_Your goal_: Exact repetition is required: output every record in full.

(Collected data entries)

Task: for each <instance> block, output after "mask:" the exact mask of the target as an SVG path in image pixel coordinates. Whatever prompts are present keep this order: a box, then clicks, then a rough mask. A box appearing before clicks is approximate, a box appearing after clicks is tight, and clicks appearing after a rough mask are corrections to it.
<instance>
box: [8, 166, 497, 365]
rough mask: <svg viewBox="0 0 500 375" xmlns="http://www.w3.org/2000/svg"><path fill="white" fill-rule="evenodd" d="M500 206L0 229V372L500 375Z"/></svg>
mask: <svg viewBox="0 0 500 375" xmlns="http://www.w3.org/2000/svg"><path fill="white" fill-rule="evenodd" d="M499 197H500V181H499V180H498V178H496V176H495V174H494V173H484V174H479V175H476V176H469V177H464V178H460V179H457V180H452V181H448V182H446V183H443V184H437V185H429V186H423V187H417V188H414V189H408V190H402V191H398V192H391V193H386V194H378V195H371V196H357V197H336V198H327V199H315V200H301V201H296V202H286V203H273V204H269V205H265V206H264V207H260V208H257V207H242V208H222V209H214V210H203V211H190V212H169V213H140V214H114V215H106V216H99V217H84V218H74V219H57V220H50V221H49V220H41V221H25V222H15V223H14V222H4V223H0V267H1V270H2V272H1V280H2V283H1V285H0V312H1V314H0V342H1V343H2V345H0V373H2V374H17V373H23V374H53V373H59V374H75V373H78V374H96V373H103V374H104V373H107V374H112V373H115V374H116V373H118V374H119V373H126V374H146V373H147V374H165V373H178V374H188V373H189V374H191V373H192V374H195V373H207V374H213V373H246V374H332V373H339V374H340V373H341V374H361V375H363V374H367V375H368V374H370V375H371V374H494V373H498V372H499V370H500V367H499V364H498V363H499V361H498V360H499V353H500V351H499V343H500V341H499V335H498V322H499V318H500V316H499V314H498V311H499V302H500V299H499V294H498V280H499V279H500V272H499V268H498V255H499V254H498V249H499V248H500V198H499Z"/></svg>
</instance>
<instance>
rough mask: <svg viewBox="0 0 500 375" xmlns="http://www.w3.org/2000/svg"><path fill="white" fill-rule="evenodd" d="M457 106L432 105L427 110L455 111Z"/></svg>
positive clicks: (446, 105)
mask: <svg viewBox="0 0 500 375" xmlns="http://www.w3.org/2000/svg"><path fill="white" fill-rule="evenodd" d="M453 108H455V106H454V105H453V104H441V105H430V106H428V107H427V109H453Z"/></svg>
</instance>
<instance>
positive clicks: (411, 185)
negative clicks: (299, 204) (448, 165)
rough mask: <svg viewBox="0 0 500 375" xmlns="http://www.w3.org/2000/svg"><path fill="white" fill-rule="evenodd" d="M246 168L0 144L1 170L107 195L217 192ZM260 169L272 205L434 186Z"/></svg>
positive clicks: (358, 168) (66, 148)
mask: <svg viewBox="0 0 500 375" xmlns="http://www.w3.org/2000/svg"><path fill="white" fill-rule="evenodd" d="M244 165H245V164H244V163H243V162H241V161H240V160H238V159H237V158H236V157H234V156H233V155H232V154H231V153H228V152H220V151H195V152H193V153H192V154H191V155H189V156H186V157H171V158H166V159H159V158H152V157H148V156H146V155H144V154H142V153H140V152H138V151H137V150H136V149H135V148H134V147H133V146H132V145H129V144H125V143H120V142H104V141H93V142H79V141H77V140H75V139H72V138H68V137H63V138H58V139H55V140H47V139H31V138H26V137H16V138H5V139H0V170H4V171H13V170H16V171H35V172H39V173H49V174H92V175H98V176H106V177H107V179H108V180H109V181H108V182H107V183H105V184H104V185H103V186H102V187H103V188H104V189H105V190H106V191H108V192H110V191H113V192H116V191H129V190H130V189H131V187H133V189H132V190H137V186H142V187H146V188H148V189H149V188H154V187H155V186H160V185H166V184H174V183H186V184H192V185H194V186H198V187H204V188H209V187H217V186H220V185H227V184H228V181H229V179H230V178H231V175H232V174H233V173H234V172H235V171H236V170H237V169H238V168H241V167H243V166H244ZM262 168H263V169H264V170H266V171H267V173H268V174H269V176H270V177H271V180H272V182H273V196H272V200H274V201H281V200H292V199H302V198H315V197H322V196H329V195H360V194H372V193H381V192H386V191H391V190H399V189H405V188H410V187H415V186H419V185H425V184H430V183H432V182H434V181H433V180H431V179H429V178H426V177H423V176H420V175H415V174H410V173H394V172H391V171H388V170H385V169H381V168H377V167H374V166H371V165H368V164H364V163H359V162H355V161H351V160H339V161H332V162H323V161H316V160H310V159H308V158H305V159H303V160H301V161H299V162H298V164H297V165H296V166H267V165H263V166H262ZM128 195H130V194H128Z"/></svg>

_Written solution_:
Task: for each <instance> block, output after "mask:" the exact mask of the target as an SVG path in image pixel coordinates. Whatever prompts are present keep this order: a box, then clicks, then a rough mask. A box appearing before clicks is approximate, a box appearing after clicks is tight, and clicks appearing after a rough mask are corrections to it.
<instance>
box: [8, 166, 497, 365]
rough mask: <svg viewBox="0 0 500 375" xmlns="http://www.w3.org/2000/svg"><path fill="white" fill-rule="evenodd" d="M500 206L0 229V372L500 375Z"/></svg>
mask: <svg viewBox="0 0 500 375" xmlns="http://www.w3.org/2000/svg"><path fill="white" fill-rule="evenodd" d="M499 197H500V181H499V180H498V178H496V176H495V174H494V173H484V174H479V175H476V176H469V177H464V178H460V179H457V180H452V181H448V182H446V183H443V184H437V185H429V186H423V187H417V188H414V189H408V190H402V191H398V192H391V193H386V194H378V195H371V196H357V197H336V198H327V199H315V200H301V201H296V202H286V203H273V204H269V205H265V206H264V207H260V208H257V207H242V208H222V209H214V210H203V211H190V212H169V213H140V214H114V215H106V216H99V217H84V218H74V219H57V220H50V221H49V220H41V221H25V222H15V223H14V222H4V223H0V267H1V270H2V272H1V280H2V283H1V285H0V312H1V314H0V342H1V343H2V345H0V373H2V374H17V373H23V374H53V373H59V374H75V373H78V374H96V373H103V374H104V373H107V374H112V373H115V374H116V373H118V374H119V373H126V374H146V373H147V374H165V373H178V374H188V373H189V374H191V373H192V374H195V373H207V374H213V373H246V374H332V373H339V374H340V373H341V374H361V375H363V374H367V375H368V374H370V375H371V374H494V373H498V372H499V370H500V367H499V364H498V363H499V361H498V360H499V353H500V351H499V343H500V341H499V335H498V322H499V318H500V316H499V314H498V311H499V302H500V299H499V294H498V280H499V279H500V272H499V268H498V255H499V254H498V249H499V248H500V198H499Z"/></svg>
</instance>
<instance>
rough mask: <svg viewBox="0 0 500 375" xmlns="http://www.w3.org/2000/svg"><path fill="white" fill-rule="evenodd" d="M457 106L432 105L427 110L455 111Z"/></svg>
positive clicks: (446, 105)
mask: <svg viewBox="0 0 500 375" xmlns="http://www.w3.org/2000/svg"><path fill="white" fill-rule="evenodd" d="M453 108H455V106H454V105H453V104H441V105H430V106H428V107H427V109H453Z"/></svg>
</instance>
<instance>
positive clicks: (411, 185)
negative clicks: (299, 204) (448, 165)
rough mask: <svg viewBox="0 0 500 375" xmlns="http://www.w3.org/2000/svg"><path fill="white" fill-rule="evenodd" d="M246 168L0 144L1 170L107 195L217 192ZM260 169L272 205L434 186Z"/></svg>
positive clicks: (358, 168) (66, 148)
mask: <svg viewBox="0 0 500 375" xmlns="http://www.w3.org/2000/svg"><path fill="white" fill-rule="evenodd" d="M244 165H245V164H244V163H243V162H241V161H240V160H238V159H237V158H236V157H234V156H233V155H232V154H231V153H228V152H220V151H195V152H193V153H192V154H191V155H189V156H186V157H171V158H166V159H159V158H152V157H148V156H146V155H144V154H142V153H140V152H138V151H137V150H136V149H135V148H134V147H133V146H132V145H129V144H125V143H120V142H104V141H93V142H79V141H77V140H75V139H72V138H68V137H63V138H58V139H55V140H47V139H31V138H26V137H16V138H5V139H0V170H4V171H13V170H16V171H35V172H39V173H49V174H92V175H98V176H106V177H107V179H108V180H109V181H108V182H107V183H105V184H104V185H103V186H102V187H103V188H104V189H105V190H106V191H108V192H110V191H113V192H116V191H129V190H130V189H131V187H133V189H132V190H137V186H142V187H146V188H148V189H149V188H154V187H155V186H160V185H166V184H174V183H186V184H192V185H194V186H198V187H204V188H209V187H217V186H220V185H227V184H228V181H229V179H230V178H231V175H232V174H233V173H234V172H235V171H236V170H237V169H238V168H241V167H243V166H244ZM262 168H263V169H264V170H266V171H267V173H268V174H269V176H270V177H271V180H272V182H273V196H272V200H274V201H281V200H292V199H302V198H315V197H322V196H329V195H360V194H372V193H381V192H386V191H391V190H399V189H405V188H410V187H415V186H419V185H425V184H430V183H432V182H434V181H433V180H431V179H429V178H426V177H423V176H420V175H415V174H410V173H394V172H391V171H388V170H385V169H381V168H377V167H374V166H371V165H368V164H364V163H359V162H355V161H351V160H339V161H332V162H323V161H316V160H310V159H308V158H305V159H303V160H301V161H299V162H298V164H297V165H296V166H267V165H263V166H262ZM128 195H130V194H128Z"/></svg>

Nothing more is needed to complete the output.